EXTRACT TO READ ->
§ §
[pypy-commit] extradoc extradoc: merge stm-edit (thanks matti)

Tue Apr 8 10:40:48 CEST 2014

Author: Armin Rigo <arigo at tunes.org>
Branch: extradoc
Changeset: r5192:d39f9507bbbe
Date: 2014-04-08 10:40 +0200
http://bitbucket.org/pypy/extradoc/changeset/d39f9507bbbe/

Log:	merge stm-edit (thanks matti)

diff --git a/planning/tmdonate2.txt b/planning/tmdonate2.txt
--- a/planning/tmdonate2.txt
+++ b/planning/tmdonate2.txt
@@ -49,36 +49,36 @@
 they can use the existing ``threading`` module, with its associated GIL
 and the complexities of real multi-threaded programming (locks,
 deadlocks, races, etc.), which make this solution less attractive.  The
-big alternative is for them to rely on one of various multi-process
-solutions that are outside the scope of the core language. All of them require a
-big restructuring of the program and often need extreme care and extra
+most attractive alternative for most developers is to rely on one of various multi-process
+solutions that are outside the scope of the core Python language. All of them require a
+major restructuring of the program and often need extreme care and extra
 knowledge to use them.
 
-The aim of this series of proposals is to research and implement
+We propose an implemention of
 Transactional Memory in PyPy.  This is a technique that recently came to
 the forefront of the multi-core scene.  It promises to offer multi-core CPU
-usage without requiring to fall back to the multi-process solutions
-described above, and also should allow to change the core of the event systems
-mentioned above to enable the use of multiple cores without the explicit use of
-the ``threading`` module by the user.
+usage in a single process.
+In particular, by modifying the core of the event systems
+mentioned above, we will enable the use of multiple cores, without the
+user needing to use explicitly the ``threading`` module.
§ §
SUPPLIED RECORDS ->
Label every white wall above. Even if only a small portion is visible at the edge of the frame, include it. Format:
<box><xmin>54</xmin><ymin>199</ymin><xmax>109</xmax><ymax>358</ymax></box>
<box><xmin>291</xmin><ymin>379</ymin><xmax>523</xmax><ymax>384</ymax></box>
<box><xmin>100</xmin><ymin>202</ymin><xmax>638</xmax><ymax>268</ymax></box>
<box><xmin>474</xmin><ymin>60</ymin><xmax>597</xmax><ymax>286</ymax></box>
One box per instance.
§ §
WHAT YOU WILL DO ->
A – Name every labeled metadata field in the header of the commit notice.
B – Copy the stretch of the commit notice from "-The aim of" through "by the user.", swapping "Transactional Memory" for "Software Transactional Memory".
The items come from a separate source, not from the commit notice.

RESPONSES BY TASK ->
A – Author, Branch, Changeset, Date, Log

B –
-The aim of this series of proposals is to research and implement
+We propose an implemention of
 Software Transactional Memory in PyPy.  This is a technique that recently came to
 the forefront of the multi-core scene.  It promises to offer multi-core CPU
-usage without requiring to fall back to the multi-process solutions
-described above, and also should allow to change the core of the event systems
-mentioned above to enable the use of multiple cores without the explicit use of
-the ``threading`` module by the user.